» Extracto del documento
┌────────

El final de Punta Targa

La posición había quedado casi aislada, sobresaliendo en territorio enemigo, lo que la condenaba a ser rodeada y asaltada en poco tiempo. Para evitarlo, el mando republicano ordenó que fuera abandonada. Los defensores se retiraron de madrugada y con el mayor sigilo.

Ya en plena mañana, los nacionales comprobaron que no recibían fuego y enviaron a que ocuparan Punta Targa a los dos batallones que, el día anterior, habían dejado solos a los requetés. Sin embargo, se hizo que los acompañara el teniente Molinet del Tercio de Montserrat, para concederle el honor de tomar simbólicamente la posición, en reconocimiento al heroísmo de su unidad durante el día anterior. Mientras se aproximaban a las posiciones enemigas, que creían abandonadas, se encaramó al parapeto de Punta Targa un republicano que los saludó desafiante con el puño en alto. Luego desapareció y, poco después, ocuparon la posición sin disparar un tiro.

En otros lugares, la retirada republicana fue más precipitada. Pinkos y el grueso de sus hombres dejaron sus trincheras sin problemas, excepto una compañía que se rezagó y a punto estuvo de caer prisionera. El comisario Portal vio que los enemigos se encontraban ya muy cerca y gritó a los últimos hombres que se cogieran la máquina de escribir, los papeles, el material que pudieran y se marcharan rápidamente mientras él cubría la retirada. Tal como había dicho, se instaló en el parapeto con un fusil ametrallador y permaneció disparando hasta que una ráfaga de ametralladora acabó con su vida, cuando los soldados ya remontaban la última loma. Gracias a él, se salvaron los últimos soldados de la brigada y llegaron hasta La Fatarella donde fueron reorganizados. Más tarde, los relevaron otras fuerzas y cruzaron el río hacia retaguardia. De los quinientos hombres que habían atravesado el Ebro un mes antes, sólo un centenar seguían ilesos.

└────────

» Entradas de datos
┌────────

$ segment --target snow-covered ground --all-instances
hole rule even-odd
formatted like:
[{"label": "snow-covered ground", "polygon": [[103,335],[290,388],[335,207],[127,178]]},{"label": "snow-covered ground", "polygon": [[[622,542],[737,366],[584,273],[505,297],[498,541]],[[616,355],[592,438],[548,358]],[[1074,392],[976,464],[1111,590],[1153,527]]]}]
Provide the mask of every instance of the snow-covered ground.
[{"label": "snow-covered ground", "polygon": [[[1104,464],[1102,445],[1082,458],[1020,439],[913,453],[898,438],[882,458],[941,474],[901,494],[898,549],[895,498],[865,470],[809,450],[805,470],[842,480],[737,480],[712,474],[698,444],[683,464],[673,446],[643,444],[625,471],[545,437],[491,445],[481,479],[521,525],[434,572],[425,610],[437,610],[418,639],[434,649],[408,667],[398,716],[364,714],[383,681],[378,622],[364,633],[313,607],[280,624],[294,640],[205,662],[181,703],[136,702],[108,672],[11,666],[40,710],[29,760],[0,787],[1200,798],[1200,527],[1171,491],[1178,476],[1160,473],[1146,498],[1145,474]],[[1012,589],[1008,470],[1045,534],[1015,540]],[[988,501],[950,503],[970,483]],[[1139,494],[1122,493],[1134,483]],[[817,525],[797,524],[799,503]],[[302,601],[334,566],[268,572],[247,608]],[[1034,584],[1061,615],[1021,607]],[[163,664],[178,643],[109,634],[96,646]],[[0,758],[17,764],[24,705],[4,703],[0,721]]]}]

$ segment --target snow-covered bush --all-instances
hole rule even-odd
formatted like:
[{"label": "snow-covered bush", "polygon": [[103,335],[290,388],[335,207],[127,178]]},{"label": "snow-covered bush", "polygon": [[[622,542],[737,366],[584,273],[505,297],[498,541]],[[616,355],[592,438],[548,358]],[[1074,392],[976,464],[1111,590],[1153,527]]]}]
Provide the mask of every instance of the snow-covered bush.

└────────

» Su tarea
A) Según el texto sobre Punta Targa, ¿cuántos de los quinientos hombres que habían cruzado el Ebro un mes antes seguían ilesos?
B) Transcriba del texto sobre Punta Targa el fragmento que va desde "Ya en plena" hasta "disparar un tiro.".

» Respuestas correctas
A) Solo un centenar.

B)
Ya en plena mañana, los nacionales comprobaron que no recibían fuego y enviaron a que ocuparan Punta Targa a los dos batallones que, el día anterior, habían dejado solos a los requetés. Sin embargo, se hizo que los acompañara el teniente Molinet del Tercio de Montserrat, para concederle el honor de tomar simbólicamente la posición, en reconocimiento al heroísmo de su unidad durante el día anterior. Mientras se aproximaban a las posiciones enemigas, que creían abandonadas, se encaramó al parapeto de Punta Targa un republicano que los saludó desafiante con el puño en alto. Luego desapareció y, poco después, ocuparon la posición sin disparar un tiro.